__EXERCISE INSTRUCTIONS__. The records that follow need to be output exactly as they are.

__RECORDS PROVIDED__.

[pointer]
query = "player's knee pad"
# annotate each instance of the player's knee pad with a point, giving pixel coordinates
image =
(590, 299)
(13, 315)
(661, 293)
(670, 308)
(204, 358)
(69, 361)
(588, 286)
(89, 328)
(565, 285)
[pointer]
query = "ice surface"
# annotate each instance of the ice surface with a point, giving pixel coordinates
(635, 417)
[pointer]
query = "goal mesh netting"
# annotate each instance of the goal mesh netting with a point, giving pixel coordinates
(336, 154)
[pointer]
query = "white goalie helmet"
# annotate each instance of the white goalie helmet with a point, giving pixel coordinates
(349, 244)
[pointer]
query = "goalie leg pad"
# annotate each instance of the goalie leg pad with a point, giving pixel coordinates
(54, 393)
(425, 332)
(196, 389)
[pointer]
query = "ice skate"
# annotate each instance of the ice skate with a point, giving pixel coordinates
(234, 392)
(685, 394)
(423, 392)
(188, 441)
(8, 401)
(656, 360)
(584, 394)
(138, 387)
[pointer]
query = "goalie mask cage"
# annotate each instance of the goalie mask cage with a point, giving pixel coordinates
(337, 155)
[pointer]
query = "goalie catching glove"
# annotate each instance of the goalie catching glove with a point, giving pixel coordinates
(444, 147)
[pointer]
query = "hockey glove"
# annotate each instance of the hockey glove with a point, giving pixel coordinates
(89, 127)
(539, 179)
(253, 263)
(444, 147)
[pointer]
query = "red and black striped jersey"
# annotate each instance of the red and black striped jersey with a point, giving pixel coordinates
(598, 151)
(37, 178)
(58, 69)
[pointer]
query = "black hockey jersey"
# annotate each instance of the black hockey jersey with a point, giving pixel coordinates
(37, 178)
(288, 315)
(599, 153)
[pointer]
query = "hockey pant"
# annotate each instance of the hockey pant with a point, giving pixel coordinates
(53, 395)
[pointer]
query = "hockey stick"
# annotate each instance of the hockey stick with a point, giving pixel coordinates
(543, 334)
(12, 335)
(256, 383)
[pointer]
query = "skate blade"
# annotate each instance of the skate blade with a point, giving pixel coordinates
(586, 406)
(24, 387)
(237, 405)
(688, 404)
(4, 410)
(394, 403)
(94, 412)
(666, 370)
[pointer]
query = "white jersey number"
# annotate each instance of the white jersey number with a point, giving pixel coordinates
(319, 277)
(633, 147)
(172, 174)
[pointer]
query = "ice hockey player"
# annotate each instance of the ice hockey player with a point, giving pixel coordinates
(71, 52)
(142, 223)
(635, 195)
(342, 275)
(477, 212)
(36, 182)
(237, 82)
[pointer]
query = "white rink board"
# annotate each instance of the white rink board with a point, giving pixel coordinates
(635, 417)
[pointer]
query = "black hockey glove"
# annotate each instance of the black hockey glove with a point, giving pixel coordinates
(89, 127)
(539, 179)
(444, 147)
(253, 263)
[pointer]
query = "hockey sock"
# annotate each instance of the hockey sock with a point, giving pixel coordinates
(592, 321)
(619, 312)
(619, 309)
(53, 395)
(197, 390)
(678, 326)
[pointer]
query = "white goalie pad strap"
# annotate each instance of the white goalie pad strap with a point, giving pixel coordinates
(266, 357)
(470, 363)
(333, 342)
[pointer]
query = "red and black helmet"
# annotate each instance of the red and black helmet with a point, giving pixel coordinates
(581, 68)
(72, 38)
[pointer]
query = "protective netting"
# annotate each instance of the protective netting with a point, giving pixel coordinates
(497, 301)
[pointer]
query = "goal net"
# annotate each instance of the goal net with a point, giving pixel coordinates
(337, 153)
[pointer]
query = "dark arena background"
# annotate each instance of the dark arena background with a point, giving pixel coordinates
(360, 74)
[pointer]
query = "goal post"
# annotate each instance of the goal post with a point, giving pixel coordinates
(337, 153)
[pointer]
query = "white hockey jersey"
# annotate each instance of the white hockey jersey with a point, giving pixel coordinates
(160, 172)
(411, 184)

__OUTPUT OF THE EXERCISE__.
[pointer]
query = "player's knee pad"
# annotate each instance of the player's knee pad with a point, giving pixel coordinates
image =
(590, 299)
(13, 315)
(661, 293)
(670, 308)
(204, 358)
(69, 361)
(588, 286)
(89, 328)
(565, 285)
[pointer]
query = "ice surface"
# annotate each instance of the ice surface with a point, giving pixel coordinates
(635, 417)
[pointer]
query = "goal mesh netting"
# annotate each instance of the goal mesh netting with a point, giving pixel coordinates
(336, 154)
[pointer]
query = "white goalie helmet"
# annotate each instance of the white goalie helmet with a point, giving pixel coordinates
(349, 244)
[pointer]
query = "goalie leg pad"
# annotate each instance of the goalie leg pad with a point, giving pixel coordinates
(54, 393)
(425, 332)
(196, 389)
[pointer]
query = "ice skate"
# annotate each instance of the ice skate with a point, giving pixel coordinates
(234, 392)
(685, 394)
(423, 392)
(188, 441)
(8, 401)
(656, 360)
(584, 394)
(138, 387)
[pointer]
query = "goalie mask cage"
# annotate each instance of the goalie mask cage with a point, giving pixel coordinates
(337, 155)
[pointer]
query = "goalie catching glove"
# annotate each instance of the goalie catching glove with a point, giving pixel coordinates
(444, 147)
[pointer]
query = "hockey glove"
# annotate each instance of the hockey glove with a point, giving pixel coordinates
(89, 127)
(539, 179)
(253, 263)
(444, 147)
[pointer]
query = "red and black striped jersey"
# annotate each instance of the red and black striped jersey with a point, giving pixel coordinates
(598, 151)
(37, 178)
(58, 69)
[pointer]
query = "black hockey jersey"
# annotate each instance of the black hockey jersey with a point, giving pixel coordinates
(37, 178)
(288, 315)
(599, 153)
[pointer]
query = "hockey pant"
# annotate each instance of the hockey pant with a point, giving pixel coordinates
(53, 395)
[pointer]
query = "hockey stick"
# annotate each instance of the hockey stick with a point, giving pixel coordinates
(543, 334)
(12, 335)
(256, 383)
[pointer]
query = "skate blade"
# annotate each instance of the skate blade with a point, giving pixel coordinates
(586, 406)
(24, 387)
(237, 405)
(688, 404)
(4, 410)
(394, 403)
(94, 412)
(666, 370)
[pointer]
query = "white jersey number"
# annotate each instance of the white jersey number with a point, giving pixel coordinates
(319, 277)
(633, 147)
(172, 174)
[pointer]
query = "ice hockey player"
# annotate each instance of the ice hockey player with a point, giving pixel coordinates
(71, 52)
(142, 223)
(635, 195)
(342, 275)
(477, 212)
(36, 182)
(237, 82)
[pointer]
query = "white rink board"
# annotate each instance of the white rink board with a point, giving pixel coordinates
(635, 417)
[pointer]
query = "black hockey glove"
# annotate each instance of the black hockey glove with a point, giving pixel coordinates
(89, 127)
(539, 179)
(444, 147)
(253, 263)
[pointer]
query = "hockey sock"
# annotate each instance of the hockey sock with a point, giving pixel coordinates
(592, 321)
(619, 312)
(619, 309)
(53, 395)
(197, 390)
(678, 326)
[pointer]
query = "white goalie pad strap"
# annotate each instance of the white goalie pad strap with a point, giving pixel coordinates
(266, 357)
(470, 363)
(333, 342)
[pointer]
query = "red and black helmet"
# annotate each instance of the red and black helmet with a point, giving pixel coordinates
(581, 68)
(72, 38)
[pointer]
query = "protective netting"
# annotate each instance of the protective netting with a point, giving pixel coordinates
(497, 301)
[pointer]
query = "goal net"
# annotate each instance of the goal net with a point, giving pixel coordinates
(337, 153)
[pointer]
query = "dark arena background"
# annotate each instance of the dark arena background with a point, giving pixel coordinates
(360, 74)
[pointer]
query = "goal post"
# annotate each instance of the goal post with a point, giving pixel coordinates
(337, 153)
[pointer]
query = "white hockey jersey"
# annotate each instance of the white hockey jersey with a point, giving pixel coordinates
(160, 172)
(411, 184)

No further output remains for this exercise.